**KUTIPAN DOKUMEN:**
○ ○ ○

Sistem tarif ERP, ditagihkan berdasarkan besar ukuran kendaraan, lokasi ERP gantry dan tipe pembayaran ERPnya. Makin besar ukuran kendaraan, maka makin besar tarifnya. Hal ini juga tergantung lokasi ERP, jika melewati tempat rawan macet seperti di kota, tarif juga makin besar. Pembayaran ERP sistemnya juga ada 2, sistem normal dan harian. Untuk harian, dikenakan lebih mahal, kurang lebih S$8, namun bebas berkeliaran di seluruh Singapura. Umumnya harian hanya bisa digunakan untuk kendaraan plat nomor asing seperti dari Malaysia atau Thailand, dan mereka harus membayar ketika keluar Singapura, atau mobilnya akan ditahan. Jika mesin IU mati atau rusak atau tanpa kartu pembayaran, maka akan dianggap melanggar. Berdasarkan jepretan kamera, akan diketahui plat mobilnya dan dalam waktu 2 minggu surat denda akan datang, dimana harus membayar pula biaya administrasi S$10 dalam waktu 2 minggu sejak tanggal surat tersebut. Jika masih belum membayar, akan dikenakan denda tambahan S$70 yang bisa saja meningkat hingga S$1000 atau kurungan penjara 1 bulan jika tidak dibayar dalam 30 hari. Begitulah memang, kota yang dijuluki kota denda.

○ ○ ○

**DAFTAR DATA:**

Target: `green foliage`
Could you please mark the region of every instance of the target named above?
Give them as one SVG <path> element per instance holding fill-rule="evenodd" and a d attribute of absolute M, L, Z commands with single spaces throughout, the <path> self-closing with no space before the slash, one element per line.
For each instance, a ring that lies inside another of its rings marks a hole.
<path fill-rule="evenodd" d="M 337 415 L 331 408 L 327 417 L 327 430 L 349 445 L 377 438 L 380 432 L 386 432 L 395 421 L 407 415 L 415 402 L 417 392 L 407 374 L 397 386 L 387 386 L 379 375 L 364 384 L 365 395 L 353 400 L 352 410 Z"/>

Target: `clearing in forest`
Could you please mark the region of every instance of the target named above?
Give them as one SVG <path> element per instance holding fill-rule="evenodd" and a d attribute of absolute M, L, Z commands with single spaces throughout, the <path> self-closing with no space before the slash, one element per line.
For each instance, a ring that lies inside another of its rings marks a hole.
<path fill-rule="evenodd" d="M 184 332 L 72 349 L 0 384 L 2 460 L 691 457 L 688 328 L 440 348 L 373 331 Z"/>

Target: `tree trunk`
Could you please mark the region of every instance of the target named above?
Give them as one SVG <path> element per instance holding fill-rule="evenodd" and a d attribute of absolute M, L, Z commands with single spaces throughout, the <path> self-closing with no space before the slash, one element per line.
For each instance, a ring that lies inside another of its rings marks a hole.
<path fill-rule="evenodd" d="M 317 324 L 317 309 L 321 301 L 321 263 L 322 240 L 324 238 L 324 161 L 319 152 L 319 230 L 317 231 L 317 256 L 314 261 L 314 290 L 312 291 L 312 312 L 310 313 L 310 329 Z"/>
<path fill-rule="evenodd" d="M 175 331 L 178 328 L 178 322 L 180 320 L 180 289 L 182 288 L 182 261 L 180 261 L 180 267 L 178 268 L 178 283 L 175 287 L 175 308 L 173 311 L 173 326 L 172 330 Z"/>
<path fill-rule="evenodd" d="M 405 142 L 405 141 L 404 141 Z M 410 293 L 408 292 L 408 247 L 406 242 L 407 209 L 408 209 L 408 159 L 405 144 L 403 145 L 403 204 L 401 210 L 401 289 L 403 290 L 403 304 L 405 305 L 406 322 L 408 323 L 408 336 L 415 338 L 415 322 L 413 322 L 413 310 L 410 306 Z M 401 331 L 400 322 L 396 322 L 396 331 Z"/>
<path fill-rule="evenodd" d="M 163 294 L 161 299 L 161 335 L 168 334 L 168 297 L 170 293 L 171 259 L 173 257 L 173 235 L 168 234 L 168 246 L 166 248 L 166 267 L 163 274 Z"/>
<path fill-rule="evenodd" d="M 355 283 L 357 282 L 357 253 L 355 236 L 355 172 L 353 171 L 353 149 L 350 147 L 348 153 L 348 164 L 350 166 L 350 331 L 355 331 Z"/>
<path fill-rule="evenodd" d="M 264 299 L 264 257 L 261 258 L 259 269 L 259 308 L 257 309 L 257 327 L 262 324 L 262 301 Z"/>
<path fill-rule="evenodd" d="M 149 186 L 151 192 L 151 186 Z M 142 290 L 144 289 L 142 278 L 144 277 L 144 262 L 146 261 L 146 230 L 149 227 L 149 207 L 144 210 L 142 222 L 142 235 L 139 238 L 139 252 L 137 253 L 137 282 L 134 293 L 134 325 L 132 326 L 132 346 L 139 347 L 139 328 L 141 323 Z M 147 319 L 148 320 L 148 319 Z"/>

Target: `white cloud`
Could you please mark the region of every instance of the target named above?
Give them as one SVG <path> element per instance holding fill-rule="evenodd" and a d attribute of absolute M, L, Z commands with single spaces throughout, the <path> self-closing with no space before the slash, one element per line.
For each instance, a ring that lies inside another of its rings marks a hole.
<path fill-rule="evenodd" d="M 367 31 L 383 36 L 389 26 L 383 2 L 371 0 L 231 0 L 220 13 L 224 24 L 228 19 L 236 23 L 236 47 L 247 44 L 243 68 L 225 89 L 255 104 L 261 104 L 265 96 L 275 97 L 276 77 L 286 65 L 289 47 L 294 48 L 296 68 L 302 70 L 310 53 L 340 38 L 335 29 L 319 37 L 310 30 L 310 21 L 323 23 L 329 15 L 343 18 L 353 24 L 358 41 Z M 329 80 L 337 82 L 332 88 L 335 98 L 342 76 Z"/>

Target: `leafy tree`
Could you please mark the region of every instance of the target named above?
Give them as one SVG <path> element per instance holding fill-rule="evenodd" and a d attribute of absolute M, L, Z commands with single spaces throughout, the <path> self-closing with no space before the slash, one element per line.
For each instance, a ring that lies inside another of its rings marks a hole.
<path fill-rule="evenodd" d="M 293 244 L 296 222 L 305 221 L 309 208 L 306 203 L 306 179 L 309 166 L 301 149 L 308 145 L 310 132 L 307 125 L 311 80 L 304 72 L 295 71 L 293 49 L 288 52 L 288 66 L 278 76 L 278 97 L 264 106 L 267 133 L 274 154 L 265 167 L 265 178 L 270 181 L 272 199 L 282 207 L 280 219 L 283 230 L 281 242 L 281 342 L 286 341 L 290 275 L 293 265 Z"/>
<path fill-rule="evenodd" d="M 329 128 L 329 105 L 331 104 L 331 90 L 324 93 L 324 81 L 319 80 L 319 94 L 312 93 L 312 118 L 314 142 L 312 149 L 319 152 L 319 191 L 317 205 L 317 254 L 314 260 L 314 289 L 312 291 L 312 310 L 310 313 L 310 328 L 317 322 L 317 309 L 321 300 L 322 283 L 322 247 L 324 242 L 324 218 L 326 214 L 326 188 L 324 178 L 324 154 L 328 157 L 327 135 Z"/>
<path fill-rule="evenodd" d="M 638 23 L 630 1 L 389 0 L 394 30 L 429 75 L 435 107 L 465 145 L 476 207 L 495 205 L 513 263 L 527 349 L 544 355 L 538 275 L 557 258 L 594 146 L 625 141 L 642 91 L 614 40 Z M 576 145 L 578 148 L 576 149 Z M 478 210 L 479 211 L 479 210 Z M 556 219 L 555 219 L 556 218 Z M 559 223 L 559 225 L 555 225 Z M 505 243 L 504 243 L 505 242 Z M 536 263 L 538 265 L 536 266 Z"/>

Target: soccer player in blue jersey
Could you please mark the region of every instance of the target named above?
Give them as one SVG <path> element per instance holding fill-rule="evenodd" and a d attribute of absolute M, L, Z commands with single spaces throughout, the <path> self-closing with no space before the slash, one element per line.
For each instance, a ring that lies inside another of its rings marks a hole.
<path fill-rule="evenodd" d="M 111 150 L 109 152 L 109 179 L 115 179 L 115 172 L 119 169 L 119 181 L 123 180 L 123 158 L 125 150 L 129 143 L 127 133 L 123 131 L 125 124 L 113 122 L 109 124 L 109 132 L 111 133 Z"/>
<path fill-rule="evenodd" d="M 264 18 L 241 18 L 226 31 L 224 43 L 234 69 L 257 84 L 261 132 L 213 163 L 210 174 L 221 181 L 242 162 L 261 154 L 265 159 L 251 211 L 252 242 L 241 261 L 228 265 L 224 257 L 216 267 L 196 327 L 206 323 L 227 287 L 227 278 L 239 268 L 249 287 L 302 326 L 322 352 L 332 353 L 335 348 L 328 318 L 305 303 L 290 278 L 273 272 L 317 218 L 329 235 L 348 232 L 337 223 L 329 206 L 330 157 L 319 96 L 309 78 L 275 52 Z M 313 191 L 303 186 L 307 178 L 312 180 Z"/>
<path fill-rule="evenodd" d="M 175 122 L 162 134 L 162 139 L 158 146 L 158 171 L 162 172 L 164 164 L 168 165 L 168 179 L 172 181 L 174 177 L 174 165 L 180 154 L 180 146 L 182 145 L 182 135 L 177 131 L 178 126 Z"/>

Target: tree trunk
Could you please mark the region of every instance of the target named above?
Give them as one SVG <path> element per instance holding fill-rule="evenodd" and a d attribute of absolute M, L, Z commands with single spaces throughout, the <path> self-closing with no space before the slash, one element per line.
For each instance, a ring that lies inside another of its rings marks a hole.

○ ○ ○

**DESKRIPSI TUGAS:** Tuliskan lanjutan teks tentang tarif ERP, dimulai setelah kalimat terakhirnya. Data di atas tidak ada kaitannya dengan teks tentang tarif ERP.

**JAWABAN YANG DIHARAPKAN:**
Dan ada salah satu keunggulan lagi dengan terpasangnya IU disetiap mobil. Pengusaha parkir mobil / motor juga dapat menggunakannya dan mendebit langsung ketika keluar parkir. Jika terdapat pelanggaran lalu lintas, maka secara otomatis dendanya akan masuk ke IU. Ini berdasarkan cerita supir taksi yang saya dengar di Singapura, yang bercerita kalau berniat melanggar, agak sulit. Karena, misalkan kita hari ini melakukan pelanggaran, maka jangan heran jika tiba-tiba beberapa minggu kemudian mesin IU menunjukkan angka nominal cukup besar, karena ya itulah angka denda ketika kita melanggar lalu lintas. Makanya jangan heran kalau angka pelanggaran lalu lintas di Singapura cukup bisa ditekan signifikan, bukan karena warganya tertib, tetapi ya karena nggak ada celah untuk melanggar. Ini berdasarkan pengakuan supir taksi yang saya ajak ngobrol.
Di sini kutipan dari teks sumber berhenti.